DATA.

* * * * *

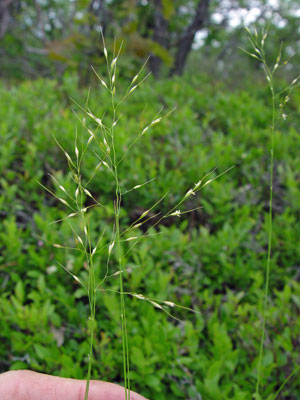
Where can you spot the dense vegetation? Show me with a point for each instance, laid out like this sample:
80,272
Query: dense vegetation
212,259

* * * * *

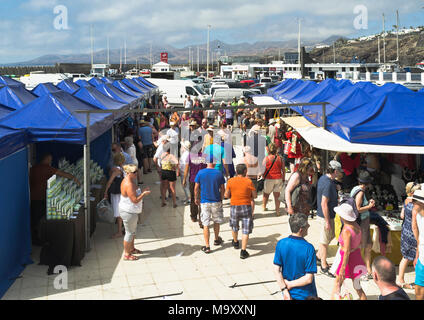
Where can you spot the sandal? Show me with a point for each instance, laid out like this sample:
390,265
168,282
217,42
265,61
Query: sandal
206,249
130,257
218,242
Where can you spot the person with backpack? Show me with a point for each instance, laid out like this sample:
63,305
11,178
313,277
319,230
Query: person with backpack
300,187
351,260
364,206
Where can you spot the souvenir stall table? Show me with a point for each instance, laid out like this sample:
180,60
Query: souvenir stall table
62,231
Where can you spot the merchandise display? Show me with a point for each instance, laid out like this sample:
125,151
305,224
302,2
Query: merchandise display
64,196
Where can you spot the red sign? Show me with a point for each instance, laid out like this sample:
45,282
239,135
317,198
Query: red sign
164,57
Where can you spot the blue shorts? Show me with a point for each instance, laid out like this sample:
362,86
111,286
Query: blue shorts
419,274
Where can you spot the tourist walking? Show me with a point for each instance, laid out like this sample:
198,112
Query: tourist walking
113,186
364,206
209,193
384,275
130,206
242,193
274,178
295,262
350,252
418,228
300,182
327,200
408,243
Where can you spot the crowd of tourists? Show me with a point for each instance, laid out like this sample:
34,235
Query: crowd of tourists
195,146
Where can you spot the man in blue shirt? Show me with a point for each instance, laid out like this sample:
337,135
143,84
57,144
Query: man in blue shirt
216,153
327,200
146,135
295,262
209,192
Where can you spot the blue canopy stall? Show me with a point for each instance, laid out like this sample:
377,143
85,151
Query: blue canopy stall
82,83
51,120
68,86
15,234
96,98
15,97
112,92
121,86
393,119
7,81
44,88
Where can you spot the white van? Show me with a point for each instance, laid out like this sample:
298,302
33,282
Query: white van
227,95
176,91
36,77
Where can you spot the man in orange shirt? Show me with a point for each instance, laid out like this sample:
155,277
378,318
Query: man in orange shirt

* * * * *

TASK STATEMENT. Can you express the records from the line containing "Where can you spot the blue canopy" through the line containing "Query: man in orange shirt" as a Markdown table, with a Row column numbering each line and a Line column holding it, and blank lines left out?

THE SOLUTION.
| Row | Line |
|---|---|
| 1 | Where can you spot the blue canopy stall? Show me with a point for each instance, laid out like this sample: |
| 2 | 377,143 |
| 3 | 85,151 |
| 4 | Query: blue canopy stall |
| 5 | 82,83 |
| 6 | 51,120 |
| 7 | 68,86 |
| 8 | 15,234 |
| 9 | 96,98 |
| 10 | 15,97 |
| 11 | 112,92 |
| 12 | 121,86 |
| 13 | 393,119 |
| 14 | 7,81 |
| 15 | 44,88 |
| 16 | Where can you spot the white van? Show me with a point for each instance, laid out like this sample: |
| 17 | 298,302 |
| 18 | 33,282 |
| 19 | Query: white van |
| 20 | 227,95 |
| 21 | 176,91 |
| 22 | 36,77 |
| 23 | Where can you spot the man in orange shirt? Show me with a point for each instance, laid out like this sample: |
| 24 | 155,277 |
| 25 | 378,318 |
| 26 | Query: man in orange shirt |